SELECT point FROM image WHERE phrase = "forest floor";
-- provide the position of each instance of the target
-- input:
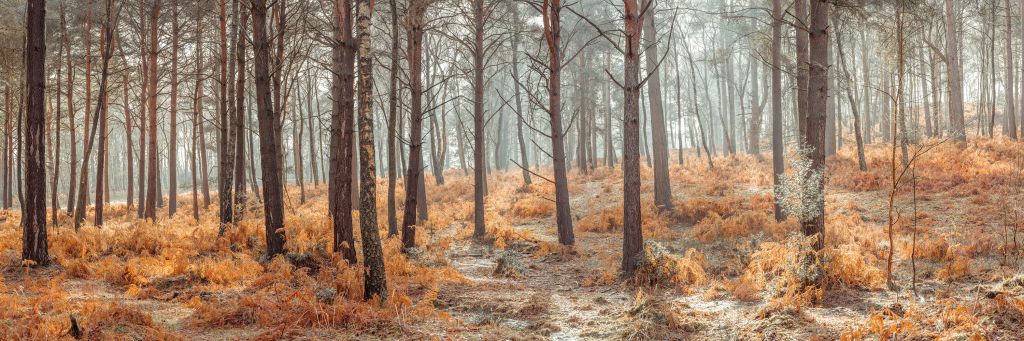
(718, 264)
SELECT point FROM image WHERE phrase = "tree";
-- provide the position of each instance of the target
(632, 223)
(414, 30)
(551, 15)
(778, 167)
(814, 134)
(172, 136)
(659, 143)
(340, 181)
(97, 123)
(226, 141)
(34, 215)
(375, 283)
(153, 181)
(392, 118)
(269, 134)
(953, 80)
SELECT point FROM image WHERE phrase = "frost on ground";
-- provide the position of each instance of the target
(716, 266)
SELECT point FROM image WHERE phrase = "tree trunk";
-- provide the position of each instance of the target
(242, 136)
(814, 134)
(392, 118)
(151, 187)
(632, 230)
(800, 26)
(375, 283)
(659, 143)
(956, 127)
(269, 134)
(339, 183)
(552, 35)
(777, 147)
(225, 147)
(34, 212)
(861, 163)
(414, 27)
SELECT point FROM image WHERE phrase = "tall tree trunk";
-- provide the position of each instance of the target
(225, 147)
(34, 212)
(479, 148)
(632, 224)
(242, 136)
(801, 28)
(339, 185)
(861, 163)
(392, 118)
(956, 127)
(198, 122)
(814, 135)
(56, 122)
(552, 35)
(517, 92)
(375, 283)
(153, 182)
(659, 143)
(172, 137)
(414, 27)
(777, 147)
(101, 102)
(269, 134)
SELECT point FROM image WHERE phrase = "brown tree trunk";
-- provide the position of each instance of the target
------------
The exercise = Rescale all of the entries above by writing out every line again, including the lines that ask for points. Multiply each point coordinate by 1.05 and round it to a whole number, with halves rounding up, but leave out the pictures.

Result for this exercise =
SELECT point FROM image WHERE phrase = "forest floor";
-- provide the position of each instance of the target
-- input:
(754, 277)
SELECT point FROM image WHERE phrase = "tree";
-- provide the position of each instance of the target
(664, 234)
(435, 32)
(579, 16)
(817, 175)
(855, 141)
(181, 143)
(692, 150)
(357, 190)
(102, 129)
(237, 148)
(36, 226)
(394, 297)
(161, 190)
(412, 124)
(282, 141)
(1001, 84)
SELECT point FROM image WHERE phrase = "frost on ground";
-- provide the position of each instance of the target
(752, 279)
SELECT point FROM image WHERE phrase = "tree trunk";
-- provide the position of each instance of the target
(254, 143)
(855, 141)
(412, 124)
(159, 196)
(664, 242)
(840, 27)
(394, 297)
(692, 150)
(1004, 133)
(282, 141)
(356, 192)
(580, 37)
(816, 154)
(236, 154)
(36, 223)
(904, 171)
(435, 28)
SELECT point FROM image WHERE phrase = "tall tree trunk";
-- provide the position of each instance of the target
(236, 154)
(36, 223)
(503, 155)
(664, 235)
(254, 143)
(841, 29)
(356, 194)
(904, 171)
(412, 124)
(1004, 133)
(208, 128)
(855, 142)
(59, 128)
(580, 37)
(543, 97)
(394, 297)
(161, 191)
(692, 150)
(181, 144)
(435, 28)
(816, 154)
(106, 107)
(282, 141)
SELECT point FROM image WHERE phrase = "brown tree trunk";
-- provide the position of each instance of the target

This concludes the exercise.